ESTRATTO DELLA PAGINA
□ □ □

Da Claudia Mel @claudiamelgrati
Claudia (io) e Giusy

Claudia (io) e Giusy

Claudia (io) e Giusy

Claudia (io) e Giusy

 

Qui di seguito l’intervista che ho fatto a Giusy Versace, grazie Giusy per la tua testimonianza, il tuo tempo, e per ciò che ci insegni! Sei una persona da cui prendere esempio!

D: Giusy Versace, il tuo cognome ricorda la nota famiglia di stilisti di alta moda couture, è pesante portare questo cognome?
R:A volte lo è. Sicuramente lo è stato in passato. Lavorare nella moda con un cognome pesante come il mio non è stato semplice. Ma c’è l’ho fatta. Ho dimostrato di essere preparata e non raccomandata.

D: Sei sempre stata una ragazza dedita al lavoro, che ruolo ricoprivi?
R:Ero un area manager nel campo del retail. Mi occupavo della gestione e delle aperture di nuove boutique in franchising per l’Europa nel campo dell’abbigliamento e accessori. Seguivo i negozi dalla fase di apertura, alla scelta del personale e supportavo i clienti nelle fasi di acquisti e allestimenti per i loro negozi.
 

D:  Un giorno orribile, nel 2005 ti cambia la vita. Dell’incidente che ricordi hai, e c’è stato qualcuno che ti ha aiutato a sopportare questa tragedia?
R: Dell’incidente ricordo ogni momento tanto che lo racconto in modo molto dettagliato nel libro. Superare quei momenti è stato difficile, grande merito va sicuramente alla Fede che mi ha aiutata a non indurirmi ma anche alla mia famiglia, ai miei amici e tutte le persone che mi sono state accanto e che mi hanno aiutata ad accettarmi ed a guardare al futuro con speranza e voglia di farcela 

D:  Ora che lavoro fai? Sempre nella moda?
R: Adesso lavoro come consulente non solo nel campo della moda. Presto la mia esperienza come buyer e visual merchandiser ma spesso lavoro anche come coach motivazionale nelle aziende che richiedono questo tipo di servizi.

 D: Sei sempre stata attenta al tuo look, ti va di raccontare ciò che amavi, e come la tua femminilità è riuscita ad emergere nuovamente?
R: Amavo molto tacchi e mini gonne ma non potendo più metterli ho imparato a vestirmi in maniera diversa. Ho capito che si può essere femminili e belle anche con dei pantaloni e un paio di ballerine. La gente guarda l’insieme e l’espressione del viso. Tutto il resto viene da se. L’importante è accettarsi. Quando stai bene con te stessa lo gente lo capisce. 

D: Hai scritto un libro: Con la testa e con il cuore si va ovunque. L’idea ti è venuta per?

□ □ □

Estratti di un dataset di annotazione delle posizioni
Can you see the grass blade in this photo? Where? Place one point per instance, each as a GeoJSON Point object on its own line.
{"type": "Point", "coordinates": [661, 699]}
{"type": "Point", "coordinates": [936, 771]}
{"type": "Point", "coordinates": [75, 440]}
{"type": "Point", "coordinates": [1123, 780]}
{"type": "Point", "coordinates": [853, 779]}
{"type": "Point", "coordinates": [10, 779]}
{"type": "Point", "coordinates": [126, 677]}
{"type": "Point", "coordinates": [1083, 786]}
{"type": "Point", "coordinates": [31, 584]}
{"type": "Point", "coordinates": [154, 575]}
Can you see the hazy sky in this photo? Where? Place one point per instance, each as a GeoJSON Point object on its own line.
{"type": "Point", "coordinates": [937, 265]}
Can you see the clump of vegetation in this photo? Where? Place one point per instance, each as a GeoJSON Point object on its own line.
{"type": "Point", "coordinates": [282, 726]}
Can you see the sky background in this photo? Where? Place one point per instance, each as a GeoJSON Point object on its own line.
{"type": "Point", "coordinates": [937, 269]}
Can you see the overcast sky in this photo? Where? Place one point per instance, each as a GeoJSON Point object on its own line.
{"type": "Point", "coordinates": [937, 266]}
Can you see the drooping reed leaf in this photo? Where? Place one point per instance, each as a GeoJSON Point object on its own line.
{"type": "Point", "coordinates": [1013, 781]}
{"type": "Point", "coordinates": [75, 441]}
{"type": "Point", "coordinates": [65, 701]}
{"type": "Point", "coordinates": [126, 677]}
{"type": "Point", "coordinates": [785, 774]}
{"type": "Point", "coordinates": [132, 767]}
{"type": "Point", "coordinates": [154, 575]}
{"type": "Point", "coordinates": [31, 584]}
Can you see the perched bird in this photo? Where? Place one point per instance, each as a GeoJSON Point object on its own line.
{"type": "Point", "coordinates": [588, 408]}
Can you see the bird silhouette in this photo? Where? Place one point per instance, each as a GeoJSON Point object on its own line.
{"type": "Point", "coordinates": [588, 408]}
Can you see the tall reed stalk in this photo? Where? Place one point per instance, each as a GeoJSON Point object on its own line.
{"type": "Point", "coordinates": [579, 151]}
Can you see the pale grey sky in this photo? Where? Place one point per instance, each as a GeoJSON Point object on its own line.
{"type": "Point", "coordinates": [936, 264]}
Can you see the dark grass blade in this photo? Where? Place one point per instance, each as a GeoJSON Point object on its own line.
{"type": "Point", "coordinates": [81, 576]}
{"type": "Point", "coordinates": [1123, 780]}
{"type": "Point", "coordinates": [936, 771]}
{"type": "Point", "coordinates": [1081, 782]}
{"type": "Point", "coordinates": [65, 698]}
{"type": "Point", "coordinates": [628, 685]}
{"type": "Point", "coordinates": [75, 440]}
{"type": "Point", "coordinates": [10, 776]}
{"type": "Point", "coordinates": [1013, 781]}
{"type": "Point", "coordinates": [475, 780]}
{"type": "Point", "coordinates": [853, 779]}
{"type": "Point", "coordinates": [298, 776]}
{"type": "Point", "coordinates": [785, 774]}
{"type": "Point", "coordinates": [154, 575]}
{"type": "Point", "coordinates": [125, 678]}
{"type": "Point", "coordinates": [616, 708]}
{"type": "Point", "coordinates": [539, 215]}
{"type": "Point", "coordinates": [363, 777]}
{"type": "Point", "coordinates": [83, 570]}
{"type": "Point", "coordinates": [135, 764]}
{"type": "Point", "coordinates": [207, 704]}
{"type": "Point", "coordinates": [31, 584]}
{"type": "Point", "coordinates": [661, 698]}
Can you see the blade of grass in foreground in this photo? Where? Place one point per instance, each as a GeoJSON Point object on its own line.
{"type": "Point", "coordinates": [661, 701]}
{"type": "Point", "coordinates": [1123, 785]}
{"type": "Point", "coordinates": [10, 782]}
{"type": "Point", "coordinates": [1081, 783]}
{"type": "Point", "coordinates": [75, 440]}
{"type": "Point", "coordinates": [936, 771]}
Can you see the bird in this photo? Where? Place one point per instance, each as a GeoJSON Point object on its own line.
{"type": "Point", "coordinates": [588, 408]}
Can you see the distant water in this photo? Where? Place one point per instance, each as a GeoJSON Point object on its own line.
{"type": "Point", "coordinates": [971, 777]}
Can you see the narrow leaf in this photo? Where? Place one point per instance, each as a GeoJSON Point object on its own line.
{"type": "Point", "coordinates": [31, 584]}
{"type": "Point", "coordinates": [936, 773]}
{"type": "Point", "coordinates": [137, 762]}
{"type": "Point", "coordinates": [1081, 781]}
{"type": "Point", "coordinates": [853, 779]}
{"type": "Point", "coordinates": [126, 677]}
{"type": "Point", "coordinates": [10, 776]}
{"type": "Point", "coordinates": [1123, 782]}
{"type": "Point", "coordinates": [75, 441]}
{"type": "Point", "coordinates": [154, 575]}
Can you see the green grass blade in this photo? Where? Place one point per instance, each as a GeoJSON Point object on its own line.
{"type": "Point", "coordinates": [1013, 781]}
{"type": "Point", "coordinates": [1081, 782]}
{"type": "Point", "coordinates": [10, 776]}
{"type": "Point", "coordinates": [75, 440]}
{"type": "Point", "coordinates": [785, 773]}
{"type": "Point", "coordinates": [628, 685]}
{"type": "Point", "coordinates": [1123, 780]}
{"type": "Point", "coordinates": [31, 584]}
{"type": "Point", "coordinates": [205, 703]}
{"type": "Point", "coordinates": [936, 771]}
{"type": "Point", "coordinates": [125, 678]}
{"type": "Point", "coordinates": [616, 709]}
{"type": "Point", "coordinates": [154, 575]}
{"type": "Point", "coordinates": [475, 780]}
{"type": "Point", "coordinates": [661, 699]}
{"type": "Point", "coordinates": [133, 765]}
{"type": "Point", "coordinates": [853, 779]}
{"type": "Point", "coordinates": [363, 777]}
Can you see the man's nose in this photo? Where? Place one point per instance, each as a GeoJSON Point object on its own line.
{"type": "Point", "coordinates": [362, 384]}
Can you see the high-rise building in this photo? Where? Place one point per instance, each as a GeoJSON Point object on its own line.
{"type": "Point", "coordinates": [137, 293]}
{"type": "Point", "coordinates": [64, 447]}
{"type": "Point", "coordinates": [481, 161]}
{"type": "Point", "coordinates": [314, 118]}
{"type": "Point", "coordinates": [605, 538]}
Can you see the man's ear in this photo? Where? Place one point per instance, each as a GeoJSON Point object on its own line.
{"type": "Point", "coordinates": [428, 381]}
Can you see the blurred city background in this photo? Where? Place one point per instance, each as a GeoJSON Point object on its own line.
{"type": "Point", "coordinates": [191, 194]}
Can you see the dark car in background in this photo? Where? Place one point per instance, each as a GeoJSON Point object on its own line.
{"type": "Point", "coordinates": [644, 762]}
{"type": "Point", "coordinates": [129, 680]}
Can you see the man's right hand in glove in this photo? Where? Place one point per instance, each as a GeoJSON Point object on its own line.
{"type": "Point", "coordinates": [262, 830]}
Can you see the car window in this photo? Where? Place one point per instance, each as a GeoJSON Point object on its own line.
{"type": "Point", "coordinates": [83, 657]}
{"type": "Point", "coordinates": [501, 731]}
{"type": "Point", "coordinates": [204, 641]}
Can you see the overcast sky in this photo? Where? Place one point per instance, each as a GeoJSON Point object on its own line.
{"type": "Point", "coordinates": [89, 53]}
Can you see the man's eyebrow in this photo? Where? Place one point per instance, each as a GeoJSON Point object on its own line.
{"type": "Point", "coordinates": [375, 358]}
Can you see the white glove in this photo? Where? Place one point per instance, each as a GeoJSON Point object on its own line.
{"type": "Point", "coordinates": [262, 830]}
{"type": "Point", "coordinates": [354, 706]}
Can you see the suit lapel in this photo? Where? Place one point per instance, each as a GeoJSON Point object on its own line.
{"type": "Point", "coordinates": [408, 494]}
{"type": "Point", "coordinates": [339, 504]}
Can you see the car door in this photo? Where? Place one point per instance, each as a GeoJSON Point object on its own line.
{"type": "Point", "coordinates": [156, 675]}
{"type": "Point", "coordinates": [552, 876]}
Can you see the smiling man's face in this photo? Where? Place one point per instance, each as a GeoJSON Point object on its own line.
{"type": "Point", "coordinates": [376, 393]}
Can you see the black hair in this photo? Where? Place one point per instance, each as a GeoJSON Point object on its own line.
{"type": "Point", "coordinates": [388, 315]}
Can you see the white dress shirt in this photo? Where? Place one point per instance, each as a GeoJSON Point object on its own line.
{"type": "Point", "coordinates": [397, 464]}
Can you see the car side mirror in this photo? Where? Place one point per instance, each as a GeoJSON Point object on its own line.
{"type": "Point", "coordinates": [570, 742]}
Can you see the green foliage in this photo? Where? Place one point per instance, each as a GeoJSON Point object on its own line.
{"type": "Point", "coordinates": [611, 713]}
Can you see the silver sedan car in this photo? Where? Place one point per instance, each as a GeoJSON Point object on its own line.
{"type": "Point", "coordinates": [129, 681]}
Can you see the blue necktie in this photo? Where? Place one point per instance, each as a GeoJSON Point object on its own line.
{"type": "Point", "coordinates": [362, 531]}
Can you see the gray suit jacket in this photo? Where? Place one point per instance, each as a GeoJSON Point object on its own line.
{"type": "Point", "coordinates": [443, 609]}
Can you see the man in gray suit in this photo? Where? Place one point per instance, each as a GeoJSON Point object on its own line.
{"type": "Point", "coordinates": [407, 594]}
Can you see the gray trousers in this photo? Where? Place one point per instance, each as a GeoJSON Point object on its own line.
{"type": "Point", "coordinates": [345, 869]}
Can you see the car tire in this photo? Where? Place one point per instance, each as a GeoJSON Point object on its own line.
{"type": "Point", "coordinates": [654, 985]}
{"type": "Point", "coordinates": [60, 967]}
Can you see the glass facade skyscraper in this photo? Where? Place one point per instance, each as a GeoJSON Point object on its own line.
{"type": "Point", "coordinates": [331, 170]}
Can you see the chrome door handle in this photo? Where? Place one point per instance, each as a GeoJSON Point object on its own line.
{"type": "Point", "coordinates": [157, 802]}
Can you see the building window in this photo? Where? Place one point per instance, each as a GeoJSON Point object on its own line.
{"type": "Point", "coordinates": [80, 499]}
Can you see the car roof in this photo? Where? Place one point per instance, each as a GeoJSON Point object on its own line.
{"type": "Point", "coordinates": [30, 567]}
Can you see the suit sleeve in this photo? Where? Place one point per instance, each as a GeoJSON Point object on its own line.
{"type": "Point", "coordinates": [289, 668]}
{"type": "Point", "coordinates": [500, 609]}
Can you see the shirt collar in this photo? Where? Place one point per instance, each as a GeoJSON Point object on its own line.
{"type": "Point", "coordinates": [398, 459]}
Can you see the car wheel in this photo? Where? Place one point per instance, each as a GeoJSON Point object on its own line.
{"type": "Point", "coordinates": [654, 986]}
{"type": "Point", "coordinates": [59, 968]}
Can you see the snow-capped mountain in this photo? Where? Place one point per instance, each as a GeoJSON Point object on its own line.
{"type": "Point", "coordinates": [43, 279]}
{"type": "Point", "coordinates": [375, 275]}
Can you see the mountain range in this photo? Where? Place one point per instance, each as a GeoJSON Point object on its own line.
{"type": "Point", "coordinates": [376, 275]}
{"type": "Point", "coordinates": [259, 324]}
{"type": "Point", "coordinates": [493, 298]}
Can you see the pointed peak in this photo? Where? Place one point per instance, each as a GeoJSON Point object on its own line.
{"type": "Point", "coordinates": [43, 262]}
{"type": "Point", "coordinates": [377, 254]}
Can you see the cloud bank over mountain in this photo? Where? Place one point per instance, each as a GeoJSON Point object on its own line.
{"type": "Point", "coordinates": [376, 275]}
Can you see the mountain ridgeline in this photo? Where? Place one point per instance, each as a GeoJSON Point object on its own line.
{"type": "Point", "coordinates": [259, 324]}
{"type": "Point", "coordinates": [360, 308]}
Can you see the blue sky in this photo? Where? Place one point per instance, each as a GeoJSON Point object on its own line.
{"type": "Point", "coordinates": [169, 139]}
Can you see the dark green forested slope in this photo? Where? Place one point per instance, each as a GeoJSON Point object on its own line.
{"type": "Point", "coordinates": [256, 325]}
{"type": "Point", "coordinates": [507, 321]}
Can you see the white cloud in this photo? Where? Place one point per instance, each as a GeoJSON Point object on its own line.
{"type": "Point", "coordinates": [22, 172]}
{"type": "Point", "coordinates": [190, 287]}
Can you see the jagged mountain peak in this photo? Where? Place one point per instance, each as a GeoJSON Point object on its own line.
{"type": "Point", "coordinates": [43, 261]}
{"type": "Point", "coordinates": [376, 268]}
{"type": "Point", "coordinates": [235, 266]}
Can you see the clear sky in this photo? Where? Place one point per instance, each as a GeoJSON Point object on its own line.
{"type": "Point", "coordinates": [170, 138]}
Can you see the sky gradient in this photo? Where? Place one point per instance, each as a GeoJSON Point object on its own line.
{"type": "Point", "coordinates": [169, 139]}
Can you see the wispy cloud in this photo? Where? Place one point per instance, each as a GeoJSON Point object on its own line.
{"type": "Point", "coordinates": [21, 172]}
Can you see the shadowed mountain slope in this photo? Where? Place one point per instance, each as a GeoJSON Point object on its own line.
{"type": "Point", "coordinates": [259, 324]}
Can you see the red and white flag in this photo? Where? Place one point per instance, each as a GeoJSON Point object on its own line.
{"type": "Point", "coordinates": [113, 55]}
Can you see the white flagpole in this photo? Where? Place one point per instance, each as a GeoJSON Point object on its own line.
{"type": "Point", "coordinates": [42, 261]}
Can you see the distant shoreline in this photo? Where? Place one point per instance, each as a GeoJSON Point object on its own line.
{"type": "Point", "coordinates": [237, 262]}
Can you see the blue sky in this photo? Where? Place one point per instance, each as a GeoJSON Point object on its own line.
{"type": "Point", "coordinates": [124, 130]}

□ □ □

CONSEGNE
#1 Riporti dall'intervista tutto il testo che va da "R:A volte lo" fino a "sopportare questa tragedia?".
#2 Risponda alle seguenti domande basandosi sull'intervista:
(a) In quale anno è avvenuto l'incidente?
(b) Quale ruolo ricopriva Giusy Versace nel campo del retail?
(c) Qual è il titolo del libro menzionato?
#3 Indichi se ciascuna affermazione concorda con l'intervista, rispondendo sì o no e citando le parole decisive:
(a) Giusy Versace oggi lavora esclusivamente nel campo della moda.
(b) Dell'incidente ricorda ogni momento.
(c) Amava molto tacchi e mini gonne.

RISPOSTE ATTESE
#1
R:A volte lo è. Sicuramente lo è stato in passato. Lavorare nella moda con un cognome pesante come il mio non è stato semplice. Ma c’è l’ho fatta. Ho dimostrato di essere preparata e non raccomandata.

D: Sei sempre stata una ragazza dedita al lavoro, che ruolo ricoprivi?
R:Ero un area manager nel campo del retail. Mi occupavo della gestione e delle aperture di nuove boutique in franchising per l’Europa nel campo dell’abbigliamento e accessori. Seguivo i negozi dalla fase di apertura, alla scelta del personale e supportavo i clienti nelle fasi di acquisti e allestimenti per i loro negozi.
 

D:  Un giorno orribile, nel 2005 ti cambia la vita. Dell’incidente che ricordi hai, e c’è stato qualcuno che ti ha aiutato a sopportare questa tragedia?

#2
(a) Nel 2005.
(b) Era un area manager.
(c) Con la testa e con il cuore si va ovunque.

#3
(a) No: "Adesso lavoro come consulente non solo nel campo della moda."
(b) Sì: "Dell’incidente ricordo ogni momento"
(c) Sì: "Amavo molto tacchi e mini gonne"